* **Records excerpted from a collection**

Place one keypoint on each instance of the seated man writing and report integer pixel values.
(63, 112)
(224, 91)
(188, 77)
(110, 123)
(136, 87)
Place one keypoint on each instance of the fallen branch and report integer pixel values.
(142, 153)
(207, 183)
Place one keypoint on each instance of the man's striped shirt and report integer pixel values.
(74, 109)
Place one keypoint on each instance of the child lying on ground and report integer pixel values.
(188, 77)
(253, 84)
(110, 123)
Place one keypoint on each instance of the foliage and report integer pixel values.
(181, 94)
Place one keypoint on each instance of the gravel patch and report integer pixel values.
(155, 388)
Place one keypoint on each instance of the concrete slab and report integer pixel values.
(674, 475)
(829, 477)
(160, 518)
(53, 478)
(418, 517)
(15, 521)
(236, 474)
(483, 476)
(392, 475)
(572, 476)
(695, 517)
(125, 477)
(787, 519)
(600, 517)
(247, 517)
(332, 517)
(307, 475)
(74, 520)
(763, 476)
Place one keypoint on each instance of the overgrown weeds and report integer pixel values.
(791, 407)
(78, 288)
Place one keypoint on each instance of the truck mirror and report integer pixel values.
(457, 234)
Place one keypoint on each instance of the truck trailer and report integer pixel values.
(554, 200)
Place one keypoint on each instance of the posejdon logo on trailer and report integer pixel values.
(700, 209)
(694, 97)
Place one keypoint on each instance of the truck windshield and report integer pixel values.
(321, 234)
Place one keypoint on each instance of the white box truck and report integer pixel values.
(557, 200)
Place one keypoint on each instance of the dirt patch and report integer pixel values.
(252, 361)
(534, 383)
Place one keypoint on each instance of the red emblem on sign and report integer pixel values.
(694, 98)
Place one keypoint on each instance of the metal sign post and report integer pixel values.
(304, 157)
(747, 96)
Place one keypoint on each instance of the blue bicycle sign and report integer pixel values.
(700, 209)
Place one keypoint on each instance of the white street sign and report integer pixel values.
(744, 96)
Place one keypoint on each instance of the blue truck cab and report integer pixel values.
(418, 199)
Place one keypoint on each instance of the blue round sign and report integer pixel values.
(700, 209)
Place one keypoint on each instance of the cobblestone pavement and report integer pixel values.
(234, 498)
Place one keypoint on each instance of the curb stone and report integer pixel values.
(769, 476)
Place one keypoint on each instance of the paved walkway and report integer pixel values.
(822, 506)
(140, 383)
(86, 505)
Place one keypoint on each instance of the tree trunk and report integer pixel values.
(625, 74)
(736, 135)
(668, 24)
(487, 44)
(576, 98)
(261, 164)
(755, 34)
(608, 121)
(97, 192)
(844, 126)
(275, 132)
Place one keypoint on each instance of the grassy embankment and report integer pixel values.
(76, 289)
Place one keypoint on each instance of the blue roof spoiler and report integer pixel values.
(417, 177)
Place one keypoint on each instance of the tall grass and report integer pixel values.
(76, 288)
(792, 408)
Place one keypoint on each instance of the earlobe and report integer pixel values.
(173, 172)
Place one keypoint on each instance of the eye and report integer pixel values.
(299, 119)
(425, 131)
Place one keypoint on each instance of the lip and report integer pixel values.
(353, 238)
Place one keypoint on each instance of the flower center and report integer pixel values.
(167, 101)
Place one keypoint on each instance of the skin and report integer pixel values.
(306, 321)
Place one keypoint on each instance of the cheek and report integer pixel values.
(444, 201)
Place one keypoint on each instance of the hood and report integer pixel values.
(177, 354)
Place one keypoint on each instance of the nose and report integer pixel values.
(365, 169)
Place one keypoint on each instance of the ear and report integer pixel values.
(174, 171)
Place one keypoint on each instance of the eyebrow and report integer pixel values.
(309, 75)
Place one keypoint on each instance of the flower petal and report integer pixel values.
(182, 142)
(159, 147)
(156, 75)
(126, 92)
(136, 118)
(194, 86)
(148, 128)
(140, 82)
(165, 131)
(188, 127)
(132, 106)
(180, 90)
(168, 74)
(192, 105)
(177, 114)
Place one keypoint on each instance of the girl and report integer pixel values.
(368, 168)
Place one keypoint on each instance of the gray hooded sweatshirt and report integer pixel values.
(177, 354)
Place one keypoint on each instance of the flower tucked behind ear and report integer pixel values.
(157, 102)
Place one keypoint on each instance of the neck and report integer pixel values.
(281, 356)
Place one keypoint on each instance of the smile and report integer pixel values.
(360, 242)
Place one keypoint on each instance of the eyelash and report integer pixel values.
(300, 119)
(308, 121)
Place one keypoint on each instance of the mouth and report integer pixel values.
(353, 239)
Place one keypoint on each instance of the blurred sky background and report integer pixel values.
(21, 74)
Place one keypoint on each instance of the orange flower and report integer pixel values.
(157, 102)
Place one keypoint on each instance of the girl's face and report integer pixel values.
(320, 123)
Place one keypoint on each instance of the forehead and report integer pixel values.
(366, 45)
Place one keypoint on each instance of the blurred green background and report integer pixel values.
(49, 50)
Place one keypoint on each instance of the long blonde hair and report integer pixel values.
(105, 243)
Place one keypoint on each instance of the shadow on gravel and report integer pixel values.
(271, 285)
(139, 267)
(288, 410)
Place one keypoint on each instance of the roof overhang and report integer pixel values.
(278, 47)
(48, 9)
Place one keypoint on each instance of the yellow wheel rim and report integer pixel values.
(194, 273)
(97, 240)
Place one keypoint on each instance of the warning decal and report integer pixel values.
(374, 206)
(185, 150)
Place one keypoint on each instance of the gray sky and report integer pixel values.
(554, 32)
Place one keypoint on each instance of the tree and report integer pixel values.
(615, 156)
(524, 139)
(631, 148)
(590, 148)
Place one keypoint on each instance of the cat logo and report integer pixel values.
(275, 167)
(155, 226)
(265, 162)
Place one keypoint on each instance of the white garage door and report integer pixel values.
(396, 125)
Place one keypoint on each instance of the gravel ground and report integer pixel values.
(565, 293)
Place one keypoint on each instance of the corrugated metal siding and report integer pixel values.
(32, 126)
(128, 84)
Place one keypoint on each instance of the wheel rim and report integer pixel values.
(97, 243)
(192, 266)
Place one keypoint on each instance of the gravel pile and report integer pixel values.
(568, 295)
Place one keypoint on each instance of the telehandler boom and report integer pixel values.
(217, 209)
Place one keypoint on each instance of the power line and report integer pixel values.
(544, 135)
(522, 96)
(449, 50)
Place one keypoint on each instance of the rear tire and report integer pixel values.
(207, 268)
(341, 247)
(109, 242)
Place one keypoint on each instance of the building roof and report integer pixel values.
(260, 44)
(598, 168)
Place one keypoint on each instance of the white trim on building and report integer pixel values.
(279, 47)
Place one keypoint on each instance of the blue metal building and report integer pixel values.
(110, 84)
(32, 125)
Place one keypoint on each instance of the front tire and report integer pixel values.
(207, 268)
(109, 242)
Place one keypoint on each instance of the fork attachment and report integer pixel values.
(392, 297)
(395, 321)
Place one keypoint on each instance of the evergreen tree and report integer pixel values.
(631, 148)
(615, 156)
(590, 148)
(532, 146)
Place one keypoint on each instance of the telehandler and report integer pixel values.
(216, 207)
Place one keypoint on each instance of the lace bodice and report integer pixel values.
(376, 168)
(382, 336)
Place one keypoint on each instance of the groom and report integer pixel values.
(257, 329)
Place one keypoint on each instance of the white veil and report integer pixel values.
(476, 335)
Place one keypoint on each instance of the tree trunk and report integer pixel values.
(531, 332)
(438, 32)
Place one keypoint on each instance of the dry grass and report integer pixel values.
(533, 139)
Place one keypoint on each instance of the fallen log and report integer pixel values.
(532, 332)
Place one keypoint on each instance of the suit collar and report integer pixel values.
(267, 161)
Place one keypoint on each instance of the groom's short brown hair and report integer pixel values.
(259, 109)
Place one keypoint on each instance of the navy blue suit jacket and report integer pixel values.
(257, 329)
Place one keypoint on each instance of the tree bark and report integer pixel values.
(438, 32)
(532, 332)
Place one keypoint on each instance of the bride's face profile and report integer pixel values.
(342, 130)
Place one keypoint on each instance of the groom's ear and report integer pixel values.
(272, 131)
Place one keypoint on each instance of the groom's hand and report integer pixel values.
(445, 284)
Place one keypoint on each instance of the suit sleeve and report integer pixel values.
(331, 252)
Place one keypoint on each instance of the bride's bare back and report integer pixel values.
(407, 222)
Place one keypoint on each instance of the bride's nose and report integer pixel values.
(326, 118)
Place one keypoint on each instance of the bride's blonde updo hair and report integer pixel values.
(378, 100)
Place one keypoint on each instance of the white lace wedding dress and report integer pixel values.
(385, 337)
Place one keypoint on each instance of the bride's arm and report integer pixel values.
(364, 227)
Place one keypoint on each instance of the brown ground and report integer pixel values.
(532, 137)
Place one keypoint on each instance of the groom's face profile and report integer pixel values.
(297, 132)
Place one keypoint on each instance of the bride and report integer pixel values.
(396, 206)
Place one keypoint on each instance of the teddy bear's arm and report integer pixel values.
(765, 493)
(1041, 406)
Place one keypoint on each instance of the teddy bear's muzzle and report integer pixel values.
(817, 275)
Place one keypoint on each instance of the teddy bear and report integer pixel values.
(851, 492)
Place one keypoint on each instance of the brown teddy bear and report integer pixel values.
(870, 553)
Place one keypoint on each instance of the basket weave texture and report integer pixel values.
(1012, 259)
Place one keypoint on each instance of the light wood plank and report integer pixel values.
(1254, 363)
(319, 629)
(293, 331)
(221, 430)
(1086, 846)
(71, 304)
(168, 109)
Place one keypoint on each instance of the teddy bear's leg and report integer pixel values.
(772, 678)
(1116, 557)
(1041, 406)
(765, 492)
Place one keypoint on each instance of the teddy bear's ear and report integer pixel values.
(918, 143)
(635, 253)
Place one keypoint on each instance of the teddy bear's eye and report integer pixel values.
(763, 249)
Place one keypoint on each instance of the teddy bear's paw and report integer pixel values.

* **WHAT IS ASKED**
Reproduce only the lines running from the one with "Place one keypoint on each instance of the groom's hand" through the final line of the listing above, both ends included.

* **SOLVED PROBLEM**
Place one keypoint on each instance of the groom's hand and report integer pixel values.
(445, 284)
Place one keypoint on each instance of the suit sleeve and report integer pixel values.
(331, 252)
Place one keypoint on each instance of the bride's bare back and report integer pixel values.
(407, 222)
Place one keypoint on each instance of the bride's nose and report integer pixel values.
(326, 118)
Place one keypoint on each instance of the bride's blonde updo hair and report integer pixel values.
(378, 100)
Place one keypoint on each instance of the white lace wedding dress and report integer pixel values.
(385, 337)
Place one keypoint on each instance of the bride's arm and report integer pixel values.
(364, 227)
Place one keypoint on each instance of the brown ground and report integer pixel values.
(532, 137)
Place one keypoint on each instance of the groom's face profile and report integer pixel values.
(297, 132)
Place one keypoint on each instance of the bride and report integer pixel values.
(396, 206)
Place one keypoint on each instance of the teddy bear's arm and report integer pixel values.
(765, 493)
(1041, 406)
Place one keypoint on each instance of the teddy bear's muzzle and report integer pixel values.
(817, 275)
Place one keypoint on each instance of the teddy bear and report integer pixel values.
(851, 492)
Place one keypoint on each instance of the brown teddy bear and report integer pixel values.
(870, 553)
Place one keypoint on each instance of the basket weave texture and report integer pixel values.
(1012, 259)
Place one keypoint on each instance of the light wood plank and report integer pixel values.
(1254, 363)
(319, 629)
(293, 331)
(221, 430)
(1086, 846)
(71, 304)
(168, 109)
Place one keypoint on each instance of the teddy bear's leg and report integer pixel values.
(772, 678)
(1116, 557)
(1041, 406)
(765, 492)
Place one keypoint on each instance of the teddy bear's ear and report integer pixel values.
(918, 143)
(635, 253)
Place one keypoint on each instance of the teddy bear's eye and report integer pixel values.
(763, 249)
Place one keypoint on each instance of the teddy bear's paw and report integer pixel values.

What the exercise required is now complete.